• _YOUR TASK_
Edit the records from the line containing "chairs with a single marker." through the end of the records, replacing "lounge chairs" with "deck chairs" and leaving everything else unchanged. Omit the pictures from your answer.

----

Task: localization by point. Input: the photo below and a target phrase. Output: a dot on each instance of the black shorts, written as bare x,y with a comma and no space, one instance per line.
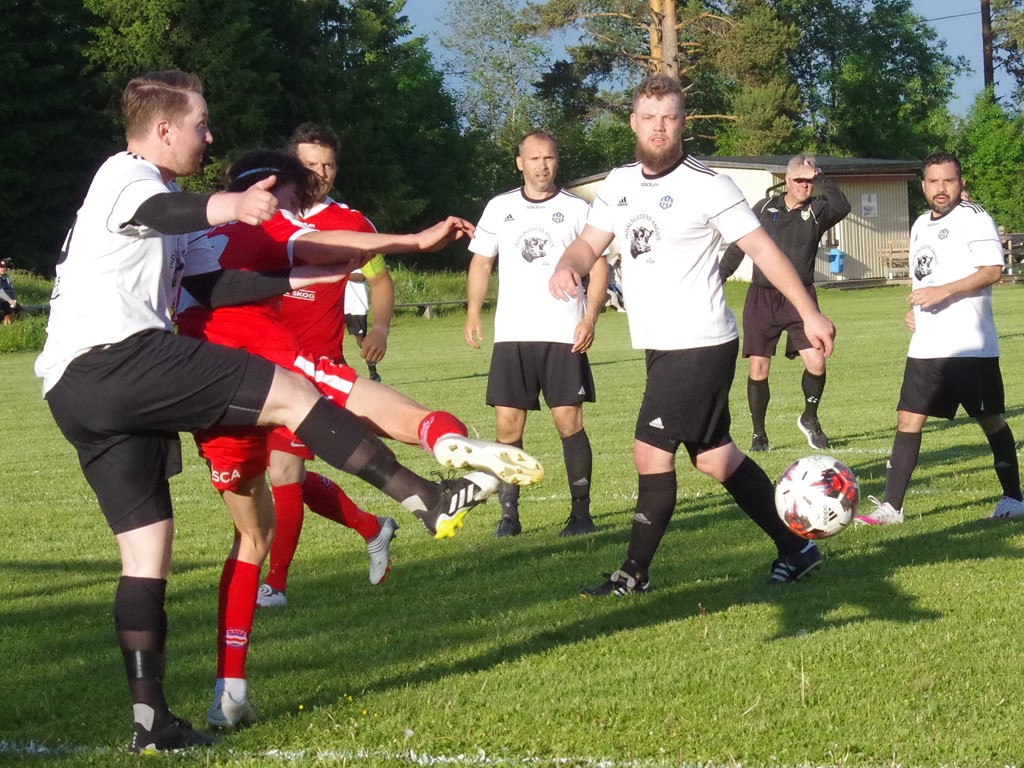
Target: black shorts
687,397
122,407
356,325
766,314
521,370
937,386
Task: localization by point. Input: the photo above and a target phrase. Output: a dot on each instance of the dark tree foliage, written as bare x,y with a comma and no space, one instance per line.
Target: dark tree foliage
53,133
876,81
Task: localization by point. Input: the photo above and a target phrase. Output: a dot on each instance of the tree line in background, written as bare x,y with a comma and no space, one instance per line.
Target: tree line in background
424,137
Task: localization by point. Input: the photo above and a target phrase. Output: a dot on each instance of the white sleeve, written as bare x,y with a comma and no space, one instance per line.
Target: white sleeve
484,242
983,241
728,211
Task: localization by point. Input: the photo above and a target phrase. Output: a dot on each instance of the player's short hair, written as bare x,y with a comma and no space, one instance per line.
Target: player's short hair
537,133
941,158
658,86
313,133
157,94
798,162
260,164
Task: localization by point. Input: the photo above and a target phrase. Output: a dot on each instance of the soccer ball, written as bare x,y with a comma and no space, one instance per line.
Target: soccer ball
817,497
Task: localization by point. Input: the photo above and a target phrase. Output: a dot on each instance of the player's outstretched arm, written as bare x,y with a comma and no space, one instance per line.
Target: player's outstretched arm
577,261
476,290
355,248
927,297
253,206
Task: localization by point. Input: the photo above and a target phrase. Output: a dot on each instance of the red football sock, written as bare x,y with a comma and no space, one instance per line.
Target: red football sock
288,515
437,424
327,499
239,583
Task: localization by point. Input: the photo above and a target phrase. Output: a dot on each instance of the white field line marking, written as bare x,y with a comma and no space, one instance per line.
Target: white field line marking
412,757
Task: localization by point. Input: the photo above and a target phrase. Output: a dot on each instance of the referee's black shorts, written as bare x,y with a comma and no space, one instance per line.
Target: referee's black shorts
766,314
122,407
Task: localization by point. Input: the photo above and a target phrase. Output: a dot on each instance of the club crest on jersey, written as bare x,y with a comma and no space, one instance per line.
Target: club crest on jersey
534,245
640,231
923,261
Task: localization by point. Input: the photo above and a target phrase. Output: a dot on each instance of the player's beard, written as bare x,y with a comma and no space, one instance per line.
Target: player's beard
946,207
657,161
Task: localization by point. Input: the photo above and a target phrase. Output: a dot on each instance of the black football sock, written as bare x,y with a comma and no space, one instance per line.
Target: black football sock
755,494
140,624
579,466
906,449
655,503
1005,460
758,395
344,441
508,495
814,387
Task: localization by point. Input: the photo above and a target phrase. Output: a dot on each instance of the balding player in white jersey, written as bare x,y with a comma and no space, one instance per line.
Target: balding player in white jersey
671,213
540,343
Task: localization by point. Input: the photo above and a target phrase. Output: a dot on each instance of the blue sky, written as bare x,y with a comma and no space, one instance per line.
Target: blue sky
956,22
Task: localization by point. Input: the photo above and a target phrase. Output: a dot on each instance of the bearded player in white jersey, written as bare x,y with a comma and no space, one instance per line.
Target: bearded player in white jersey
540,343
671,213
953,359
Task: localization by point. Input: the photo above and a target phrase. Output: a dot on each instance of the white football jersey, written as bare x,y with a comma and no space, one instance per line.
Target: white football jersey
942,251
529,238
670,227
114,278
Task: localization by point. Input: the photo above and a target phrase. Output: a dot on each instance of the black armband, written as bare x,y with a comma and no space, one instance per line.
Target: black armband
174,213
232,287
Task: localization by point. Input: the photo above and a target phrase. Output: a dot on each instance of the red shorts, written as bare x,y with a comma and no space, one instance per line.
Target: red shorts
233,455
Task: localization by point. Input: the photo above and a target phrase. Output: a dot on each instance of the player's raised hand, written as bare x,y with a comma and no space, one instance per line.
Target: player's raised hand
443,233
820,332
583,338
473,332
257,204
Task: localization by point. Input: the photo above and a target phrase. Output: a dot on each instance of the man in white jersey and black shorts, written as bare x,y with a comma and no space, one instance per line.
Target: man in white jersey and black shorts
671,213
540,343
953,359
121,385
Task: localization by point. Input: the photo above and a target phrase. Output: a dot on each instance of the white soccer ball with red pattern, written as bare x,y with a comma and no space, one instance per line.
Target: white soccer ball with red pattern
817,497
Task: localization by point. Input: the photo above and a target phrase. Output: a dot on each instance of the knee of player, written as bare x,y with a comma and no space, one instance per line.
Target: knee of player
290,398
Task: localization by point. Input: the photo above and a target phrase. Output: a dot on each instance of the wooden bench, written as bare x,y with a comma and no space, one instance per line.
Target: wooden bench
896,254
428,308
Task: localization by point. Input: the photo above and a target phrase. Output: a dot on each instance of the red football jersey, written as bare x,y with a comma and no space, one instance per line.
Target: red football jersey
255,328
315,314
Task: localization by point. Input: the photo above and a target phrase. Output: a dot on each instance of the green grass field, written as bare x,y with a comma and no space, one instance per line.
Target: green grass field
903,650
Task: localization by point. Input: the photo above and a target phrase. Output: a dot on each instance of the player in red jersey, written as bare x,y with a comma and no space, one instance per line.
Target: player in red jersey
238,457
315,315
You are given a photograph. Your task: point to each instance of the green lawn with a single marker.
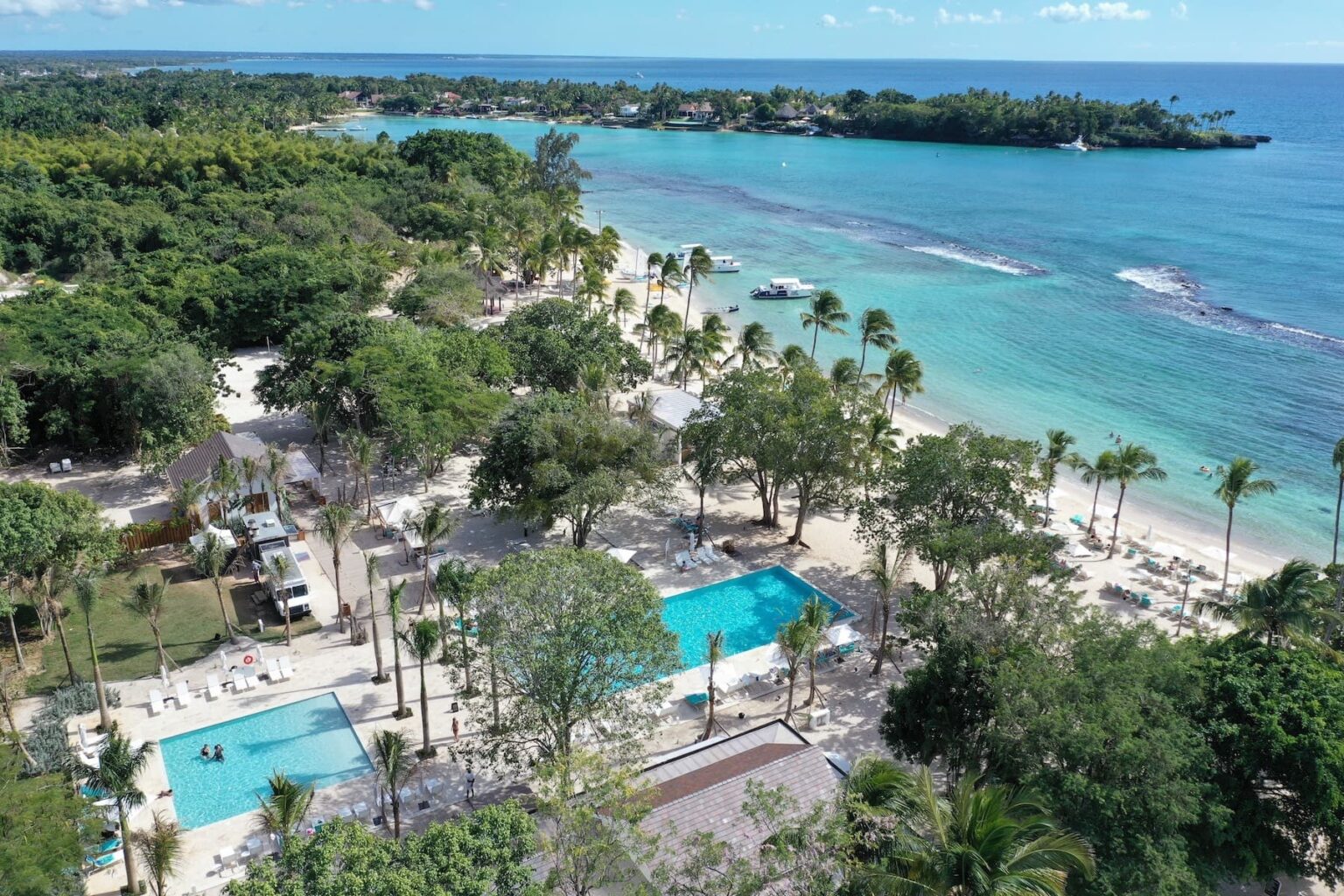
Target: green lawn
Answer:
(191, 625)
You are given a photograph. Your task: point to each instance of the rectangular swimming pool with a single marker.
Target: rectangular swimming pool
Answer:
(749, 609)
(311, 740)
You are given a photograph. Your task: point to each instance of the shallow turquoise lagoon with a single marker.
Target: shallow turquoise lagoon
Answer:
(749, 609)
(311, 740)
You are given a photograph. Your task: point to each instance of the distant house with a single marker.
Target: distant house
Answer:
(704, 790)
(200, 464)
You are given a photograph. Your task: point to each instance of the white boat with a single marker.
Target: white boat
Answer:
(784, 288)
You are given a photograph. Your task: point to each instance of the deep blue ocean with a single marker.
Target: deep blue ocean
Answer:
(1042, 289)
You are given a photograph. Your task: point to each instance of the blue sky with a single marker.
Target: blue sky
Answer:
(1141, 30)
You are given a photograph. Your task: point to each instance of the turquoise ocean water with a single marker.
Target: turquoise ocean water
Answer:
(1003, 266)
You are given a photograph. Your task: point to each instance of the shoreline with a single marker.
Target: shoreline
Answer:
(1140, 512)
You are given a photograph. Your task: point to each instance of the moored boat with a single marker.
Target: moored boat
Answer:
(784, 288)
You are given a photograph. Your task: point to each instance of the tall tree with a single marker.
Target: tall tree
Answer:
(211, 560)
(577, 640)
(335, 526)
(148, 601)
(87, 595)
(396, 766)
(117, 775)
(1133, 464)
(1236, 481)
(1058, 444)
(423, 642)
(825, 312)
(877, 329)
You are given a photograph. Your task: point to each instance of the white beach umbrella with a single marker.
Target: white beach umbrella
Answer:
(840, 635)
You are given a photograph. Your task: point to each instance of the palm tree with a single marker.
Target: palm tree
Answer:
(361, 453)
(1236, 482)
(712, 655)
(756, 346)
(652, 263)
(276, 569)
(622, 305)
(1133, 464)
(211, 560)
(877, 329)
(423, 641)
(87, 595)
(396, 766)
(371, 578)
(284, 812)
(903, 376)
(1095, 473)
(825, 313)
(120, 766)
(1057, 449)
(335, 526)
(885, 572)
(453, 584)
(697, 268)
(1288, 606)
(1338, 462)
(148, 599)
(794, 640)
(433, 526)
(817, 617)
(982, 841)
(394, 615)
(160, 848)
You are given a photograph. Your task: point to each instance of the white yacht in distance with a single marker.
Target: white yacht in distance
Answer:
(722, 263)
(784, 288)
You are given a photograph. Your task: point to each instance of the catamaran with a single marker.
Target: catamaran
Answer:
(784, 288)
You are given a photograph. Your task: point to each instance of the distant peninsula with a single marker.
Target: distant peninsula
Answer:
(977, 116)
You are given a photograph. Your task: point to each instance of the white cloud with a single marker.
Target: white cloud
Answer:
(897, 18)
(1070, 14)
(992, 18)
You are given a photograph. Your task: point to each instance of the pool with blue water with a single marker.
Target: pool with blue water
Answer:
(311, 740)
(749, 609)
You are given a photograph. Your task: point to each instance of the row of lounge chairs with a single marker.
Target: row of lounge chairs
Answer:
(277, 669)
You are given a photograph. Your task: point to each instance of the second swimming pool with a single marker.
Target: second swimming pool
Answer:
(749, 609)
(311, 740)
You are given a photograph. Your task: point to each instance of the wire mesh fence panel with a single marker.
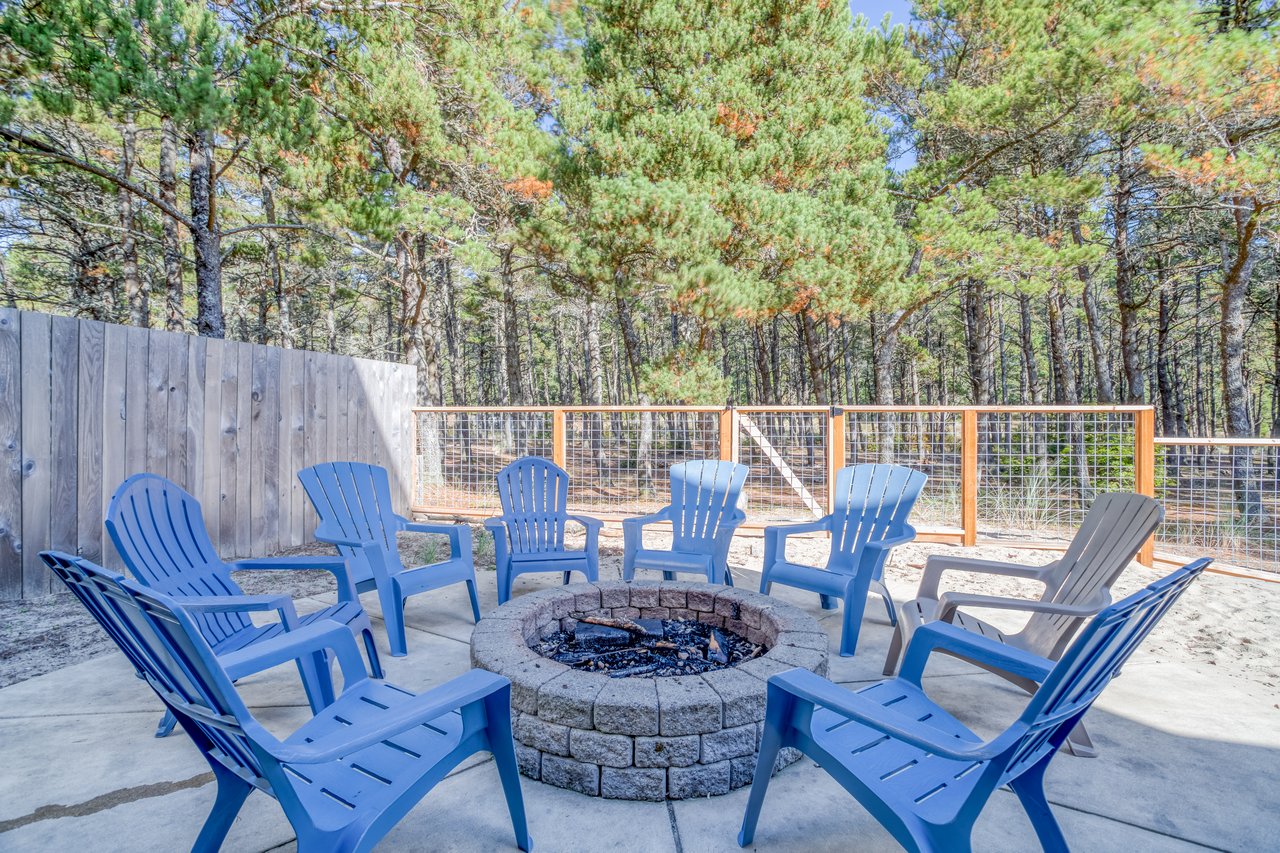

----

• _CORRECT ANSWER_
You are given a photograph. Your task: point to each instance of the row of deck chairs with a single marker.
Target: row of deck chairs
Answer:
(277, 669)
You are given a photograph. Your task: point to each instance of the second swimming pool with a single marker.
Target: second swimming pool
Answer:
(749, 609)
(311, 740)
You are given a photograph. Your task: point to each instance of the wire mesh fence panel with a single marker.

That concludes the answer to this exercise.